Write the entries below out again without a single difference.

[Referring expression pointing data]
- Opening Delimiter -

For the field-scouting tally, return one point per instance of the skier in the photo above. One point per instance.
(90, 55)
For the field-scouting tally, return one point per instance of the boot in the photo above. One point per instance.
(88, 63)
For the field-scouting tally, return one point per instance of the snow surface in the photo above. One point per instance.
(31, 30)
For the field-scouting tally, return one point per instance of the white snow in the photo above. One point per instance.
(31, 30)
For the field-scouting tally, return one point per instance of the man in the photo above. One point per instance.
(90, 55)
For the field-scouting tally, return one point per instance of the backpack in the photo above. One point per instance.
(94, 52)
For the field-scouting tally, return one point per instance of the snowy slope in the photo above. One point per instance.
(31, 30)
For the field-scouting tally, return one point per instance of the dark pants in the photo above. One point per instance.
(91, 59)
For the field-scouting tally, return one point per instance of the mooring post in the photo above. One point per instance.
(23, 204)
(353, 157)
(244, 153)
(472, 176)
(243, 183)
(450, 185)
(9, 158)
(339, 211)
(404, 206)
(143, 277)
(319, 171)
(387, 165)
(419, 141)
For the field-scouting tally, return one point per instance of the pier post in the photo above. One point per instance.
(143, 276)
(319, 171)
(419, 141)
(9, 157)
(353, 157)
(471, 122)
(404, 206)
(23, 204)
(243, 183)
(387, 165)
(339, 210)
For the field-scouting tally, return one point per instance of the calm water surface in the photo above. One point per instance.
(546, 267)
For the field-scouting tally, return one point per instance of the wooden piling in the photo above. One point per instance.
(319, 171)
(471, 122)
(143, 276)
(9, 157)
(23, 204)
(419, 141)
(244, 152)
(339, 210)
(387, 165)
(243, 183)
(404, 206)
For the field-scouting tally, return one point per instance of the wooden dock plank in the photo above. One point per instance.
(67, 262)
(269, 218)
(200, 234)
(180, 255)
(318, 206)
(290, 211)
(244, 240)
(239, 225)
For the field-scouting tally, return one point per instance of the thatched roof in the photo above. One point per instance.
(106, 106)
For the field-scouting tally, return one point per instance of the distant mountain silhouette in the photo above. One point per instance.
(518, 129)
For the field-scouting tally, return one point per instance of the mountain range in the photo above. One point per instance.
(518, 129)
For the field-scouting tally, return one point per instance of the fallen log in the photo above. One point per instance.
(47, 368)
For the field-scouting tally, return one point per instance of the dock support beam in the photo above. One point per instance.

- Closing Delimiter -

- **ANSWER**:
For the field-scouting tally, return one point per instance of the skier in the photo above. One point per instance.
(90, 55)
For the field-scouting tally, return one point per instance of the boot in the photo above. One point per instance.
(88, 63)
For the field-scouting tally, return one point per instance of the snow surface in the photo above. One point per instance.
(31, 30)
For the field-scouting tally, return one point per instance of the white snow in the photo above. One point per instance.
(31, 30)
For the field-scouting tally, return one point per instance of the man in the photo above. One point per instance.
(90, 55)
For the field-scouting tally, return one point per instance of the backpack in the photo above. One point per instance.
(94, 52)
For the field-scouting tally, return one point per instance of the snowy slope in the photo above. One point per instance.
(31, 30)
For the field-scouting tally, return one point per instance of the dark pants in the photo above. One point per instance.
(91, 59)
For the field-scouting tally, return one point per instance of the mooring post in the photo above. One point per instance.
(23, 204)
(353, 157)
(244, 153)
(472, 176)
(243, 183)
(450, 185)
(9, 158)
(339, 211)
(404, 206)
(143, 277)
(319, 171)
(387, 165)
(419, 141)
For the field-scouting tally, return one point per instance of the pier post in the photo above. One point per instance.
(143, 276)
(319, 171)
(419, 141)
(9, 157)
(353, 157)
(471, 122)
(404, 206)
(23, 204)
(243, 183)
(387, 165)
(339, 210)
For the field-scouting tally, return one point per instance of the calm water surface in the photo above. One point per instance.
(546, 267)
For the field-scouting tally, return one point per instance of the wooden piling in the photo above. One point per instance.
(319, 171)
(471, 122)
(143, 276)
(9, 157)
(23, 204)
(419, 141)
(244, 152)
(339, 210)
(387, 165)
(243, 183)
(404, 206)
For the field-scouting tally, return one point per instance of the wooden dock plank in the photo above. One point per instance.
(67, 262)
(269, 218)
(200, 234)
(180, 255)
(318, 206)
(290, 211)
(244, 240)
(239, 225)
For the field-scouting tally, return one point per instance of the thatched roof in the photo above. One point per instance.
(106, 106)
For the field-scouting tally, return one point per instance of the distant mountain silhouette in the photo above. One point per instance.
(518, 129)
For the field-scouting tally, return one point per instance of the mountain range in the photo above. One point per instance.
(518, 129)
For the field-scouting tally, return one point per instance of the fallen log in the photo above. One point per instance.
(47, 368)
For the field-scouting tally, return one point per instance of the dock support beam in the photo above. One point per instance.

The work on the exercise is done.